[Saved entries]
== Segment start ==

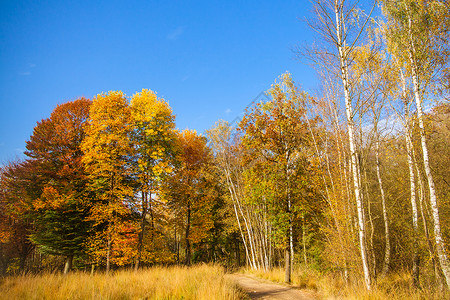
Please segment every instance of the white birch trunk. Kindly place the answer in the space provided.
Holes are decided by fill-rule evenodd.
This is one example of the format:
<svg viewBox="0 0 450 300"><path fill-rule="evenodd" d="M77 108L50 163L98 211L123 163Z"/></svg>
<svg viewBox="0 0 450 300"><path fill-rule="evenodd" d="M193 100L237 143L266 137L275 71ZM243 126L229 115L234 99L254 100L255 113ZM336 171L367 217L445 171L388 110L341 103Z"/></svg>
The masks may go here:
<svg viewBox="0 0 450 300"><path fill-rule="evenodd" d="M247 263L250 264L250 267L252 269L255 269L255 266L254 266L252 260L250 260L249 250L248 250L248 246L247 246L247 239L245 238L244 232L242 230L241 221L240 221L240 218L239 218L239 213L238 213L237 206L238 205L240 206L240 203L239 203L239 201L237 199L238 196L236 194L236 188L235 188L235 186L233 184L233 181L231 180L229 169L227 168L226 170L224 170L224 172L225 172L225 177L227 179L228 190L229 190L230 195L231 195L231 200L233 201L233 208L234 208L234 213L235 213L235 216L236 216L236 221L237 221L238 227L239 227L239 232L241 233L242 242L244 243L244 249L245 249L245 255L246 255L246 258L247 258Z"/></svg>
<svg viewBox="0 0 450 300"><path fill-rule="evenodd" d="M391 239L389 236L389 219L387 215L387 209L386 209L386 199L384 196L384 188L383 188L383 180L381 179L381 171L380 171L380 142L377 138L376 145L375 145L375 156L376 156L376 163L377 163L377 178L378 178L378 186L380 187L380 194L381 194L381 206L383 209L383 219L384 219L384 237L385 237L385 248L384 248L384 264L383 264L383 270L381 271L381 276L386 276L386 274L389 272L389 266L391 263Z"/></svg>
<svg viewBox="0 0 450 300"><path fill-rule="evenodd" d="M422 97L420 94L420 83L419 83L419 74L417 69L417 61L415 58L415 46L414 46L414 39L412 35L412 20L411 16L408 15L408 33L409 33L409 61L411 64L411 72L412 72L412 80L413 80L413 86L414 86L414 98L416 101L416 108L417 108L417 119L419 121L419 131L420 131L420 140L422 144L422 154L423 154L423 165L425 168L425 175L428 180L428 188L430 192L430 204L431 204L431 210L434 220L434 238L436 241L436 251L439 258L439 264L441 266L442 272L444 273L445 280L447 282L447 288L450 288L450 262L447 257L446 249L445 249L445 243L444 239L442 238L441 234L441 222L439 219L439 208L437 204L437 198L436 198L436 189L434 186L434 180L433 175L431 173L430 163L429 163L429 155L428 155L428 147L427 147L427 140L425 137L425 126L424 126L424 116L422 111Z"/></svg>
<svg viewBox="0 0 450 300"><path fill-rule="evenodd" d="M428 230L428 221L427 218L429 218L429 210L428 207L424 207L426 206L426 203L424 203L424 198L425 198L425 188L423 185L423 181L422 181L422 174L419 170L419 167L417 166L417 162L416 160L414 160L414 168L417 172L417 179L418 179L418 183L419 183L419 203L420 203L420 213L422 216L422 221L423 221L423 230L425 231L425 237L427 239L427 245L428 245L428 252L430 254L430 258L431 258L431 263L433 264L433 269L434 269L434 275L436 277L436 285L439 287L440 291L444 290L444 282L442 281L442 277L441 274L439 273L437 264L436 264L436 255L435 255L435 251L433 248L433 243L431 241L430 238L430 232ZM426 215L425 215L426 213Z"/></svg>
<svg viewBox="0 0 450 300"><path fill-rule="evenodd" d="M228 184L229 184L229 190L230 190L230 193L231 193L231 195L232 195L233 204L234 204L234 209L235 209L235 214L236 214L236 219L237 219L237 222L238 222L238 224L239 224L239 228L241 228L241 225L240 225L240 216L242 216L242 218L243 218L243 220L244 220L244 225L245 225L245 228L246 228L246 231L247 231L247 237L248 237L248 243L249 243L249 246L250 246L250 251L249 251L249 249L247 248L246 239L245 239L245 237L244 237L244 234L243 234L242 230L241 230L241 235L242 235L242 239L243 239L243 242L244 242L246 254L247 254L247 257L248 257L249 262L250 262L250 267L251 267L252 269L256 269L255 255L254 255L254 250L253 250L253 243L252 243L252 241L251 241L251 238L252 238L252 237L251 237L251 234L250 234L249 225L248 225L247 219L245 218L245 215L244 215L244 213L243 213L243 211L242 211L242 207L241 207L240 201L239 201L239 199L238 199L238 196L237 196L237 194L236 194L235 186L234 186L234 184L231 182L231 178L228 178ZM240 213L240 214L238 213L237 208L239 209L239 213ZM249 255L249 254L250 254L250 255Z"/></svg>
<svg viewBox="0 0 450 300"><path fill-rule="evenodd" d="M364 280L366 288L371 289L371 278L369 273L369 266L367 263L367 251L366 251L366 228L364 224L364 209L361 197L360 180L358 178L359 172L357 169L357 153L354 137L354 122L353 122L353 112L352 103L350 99L349 85L348 85L348 66L346 63L346 57L344 54L343 41L341 37L342 24L341 24L341 5L338 0L335 0L334 4L335 15L336 15L336 35L337 35L337 46L339 51L339 60L341 65L341 79L344 86L344 96L345 96L345 108L347 115L347 130L348 130L348 140L350 145L350 156L351 156L351 168L353 173L353 185L356 199L356 207L358 212L358 232L359 232L359 247L361 252L361 261L363 266Z"/></svg>
<svg viewBox="0 0 450 300"><path fill-rule="evenodd" d="M430 193L430 204L434 221L434 238L436 242L436 251L439 258L439 264L441 266L442 272L444 273L445 281L447 282L447 287L450 288L450 262L447 257L444 239L442 238L441 233L441 222L439 219L439 207L437 204L436 198L436 189L434 186L433 175L431 173L430 163L429 163L429 155L428 155L428 147L427 141L425 137L425 126L423 122L423 111L422 111L422 101L420 97L420 91L418 87L417 75L413 70L413 84L414 84L414 96L416 100L417 107L417 117L419 120L419 129L420 129L420 139L422 144L422 153L423 153L423 165L425 169L425 175L428 180L428 188Z"/></svg>
<svg viewBox="0 0 450 300"><path fill-rule="evenodd" d="M419 254L418 254L418 237L419 237L419 214L417 210L416 200L416 180L414 174L414 148L411 140L411 127L409 126L409 113L406 100L406 87L403 73L401 73L403 82L403 97L405 105L405 139L406 139L406 151L408 152L408 168L409 168L409 185L410 185L410 197L412 208L412 221L414 230L414 257L413 257L413 282L417 286L419 284Z"/></svg>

== Segment end ==

■ Exercise instructions ■
Retype each entry exactly. No pictures.

■ Task result ■
Please segment every instance of the white birch trunk. Kindly place the answer in the space provided.
Holes are decided by fill-rule evenodd.
This is one example of the format:
<svg viewBox="0 0 450 300"><path fill-rule="evenodd" d="M77 108L50 163L98 211L123 163Z"/></svg>
<svg viewBox="0 0 450 300"><path fill-rule="evenodd" d="M193 100L237 143L266 137L275 71ZM243 126L229 115L234 99L254 100L255 113ZM336 171L367 217L445 171L388 110L341 103Z"/></svg>
The masks may go here:
<svg viewBox="0 0 450 300"><path fill-rule="evenodd" d="M247 263L250 264L250 267L252 269L255 269L255 266L254 266L252 260L250 260L249 250L248 250L248 246L247 246L247 239L245 238L244 232L242 230L241 221L240 221L240 218L239 218L239 213L238 213L237 206L238 205L240 206L240 203L239 203L239 201L237 199L238 196L236 194L236 188L235 188L235 186L233 184L233 181L231 180L229 169L227 168L226 170L224 170L224 172L225 172L225 177L227 179L228 190L229 190L230 195L231 195L231 200L233 201L233 208L234 208L234 213L235 213L235 216L236 216L236 221L237 221L238 227L239 227L239 232L241 233L242 242L244 243L244 249L245 249L245 255L246 255L246 258L247 258Z"/></svg>
<svg viewBox="0 0 450 300"><path fill-rule="evenodd" d="M391 239L389 236L389 219L387 215L387 209L386 209L386 199L384 196L384 188L383 188L383 180L381 179L381 171L380 171L380 142L377 138L376 145L375 145L375 156L376 156L376 163L377 163L377 178L378 178L378 186L380 187L380 194L381 194L381 206L383 209L383 219L384 219L384 237L385 237L385 248L384 248L384 264L383 264L383 270L381 271L381 276L386 276L386 274L389 272L389 266L391 263Z"/></svg>
<svg viewBox="0 0 450 300"><path fill-rule="evenodd" d="M422 97L420 94L420 83L419 83L419 74L417 69L417 61L415 58L415 46L414 46L414 39L412 35L412 20L411 16L408 15L408 33L409 33L409 61L411 64L411 72L412 72L412 80L413 80L413 86L414 86L414 98L416 101L416 108L417 108L417 119L419 121L419 131L420 131L420 140L422 144L422 154L423 154L423 165L425 168L425 175L428 180L428 188L430 192L430 204L431 204L431 210L434 220L434 238L436 241L436 251L439 258L439 264L441 266L442 272L444 273L445 280L447 282L447 288L450 288L450 262L447 257L446 249L445 249L445 243L444 239L442 238L441 234L441 222L439 219L439 208L437 204L437 198L436 198L436 189L434 186L434 180L433 175L431 173L430 163L429 163L429 155L428 155L428 147L427 147L427 140L425 137L425 126L424 126L424 116L422 111Z"/></svg>
<svg viewBox="0 0 450 300"><path fill-rule="evenodd" d="M428 230L428 221L427 218L429 218L429 210L428 207L424 207L426 206L426 203L424 203L424 198L425 198L425 188L423 185L423 181L422 181L422 174L419 170L419 167L417 166L417 162L416 160L414 160L414 168L417 172L417 179L418 179L418 183L419 183L419 203L420 203L420 213L422 216L422 221L423 221L423 230L425 231L425 237L427 239L427 245L428 245L428 252L430 254L430 258L431 258L431 263L433 264L433 269L434 269L434 275L436 277L436 285L439 287L440 291L444 290L444 282L442 281L442 277L441 274L439 273L437 264L436 264L436 255L435 255L435 251L433 248L433 243L431 241L430 238L430 232ZM426 215L425 215L426 213Z"/></svg>
<svg viewBox="0 0 450 300"><path fill-rule="evenodd" d="M228 184L229 184L229 190L230 190L230 193L231 193L231 195L232 195L233 204L234 204L234 209L235 209L235 214L236 214L236 219L237 219L237 222L238 222L238 224L239 224L239 228L241 228L241 225L240 225L240 216L242 216L242 218L243 218L243 220L244 220L244 225L245 225L245 228L246 228L246 231L247 231L247 237L248 237L248 243L249 243L249 246L250 246L250 251L249 251L249 249L247 248L246 239L245 239L245 237L244 237L244 234L243 234L242 230L241 230L241 235L242 235L242 239L243 239L243 242L244 242L246 254L247 254L247 257L248 257L249 262L250 262L250 267L251 267L252 269L256 269L255 255L254 255L254 250L253 250L253 243L252 243L252 241L251 241L251 238L252 238L252 237L251 237L251 234L250 234L249 225L248 225L247 219L245 218L245 215L244 215L244 213L243 213L243 211L242 211L242 207L241 207L240 201L239 201L239 199L238 199L238 196L237 196L237 194L236 194L235 186L234 186L234 184L231 182L231 178L228 178ZM240 213L240 214L238 213L237 208L239 209L239 213ZM249 255L249 254L250 254L250 255Z"/></svg>
<svg viewBox="0 0 450 300"><path fill-rule="evenodd" d="M364 280L366 288L371 289L371 278L369 273L369 266L367 263L367 251L366 251L366 228L364 224L364 209L361 197L360 180L358 178L359 172L357 169L357 153L354 137L354 122L353 122L353 112L352 103L350 99L349 85L348 85L348 66L346 63L346 57L344 54L343 41L341 37L342 24L341 24L341 5L338 0L335 0L334 4L335 15L336 15L336 35L337 35L337 46L339 51L339 60L341 65L341 79L344 86L344 96L345 96L345 108L347 115L347 130L348 130L348 140L350 145L350 156L351 156L351 168L353 173L353 185L356 199L356 207L358 212L358 232L359 232L359 247L361 252L361 261L363 266Z"/></svg>
<svg viewBox="0 0 450 300"><path fill-rule="evenodd" d="M430 193L430 204L434 221L434 238L436 242L436 251L439 258L439 264L441 266L442 272L444 273L445 281L447 282L447 287L450 288L450 262L447 257L444 239L442 238L441 233L441 222L439 219L439 207L437 204L436 198L436 189L434 186L433 175L431 173L430 163L429 163L429 155L428 155L428 147L427 141L425 137L425 126L423 122L423 111L422 111L422 101L420 97L420 91L418 87L417 75L413 70L413 84L414 84L414 96L416 100L417 107L417 117L419 120L419 129L420 129L420 139L422 144L422 153L423 153L423 165L425 169L425 175L428 180L428 188Z"/></svg>
<svg viewBox="0 0 450 300"><path fill-rule="evenodd" d="M419 254L418 254L418 237L419 237L419 214L417 210L416 200L416 180L414 174L414 148L411 140L411 127L409 126L409 113L406 100L406 87L403 73L401 73L403 82L403 97L405 105L405 139L406 139L406 151L408 152L408 168L409 168L409 185L410 185L410 197L412 208L412 221L414 230L414 257L413 257L413 282L417 286L419 284Z"/></svg>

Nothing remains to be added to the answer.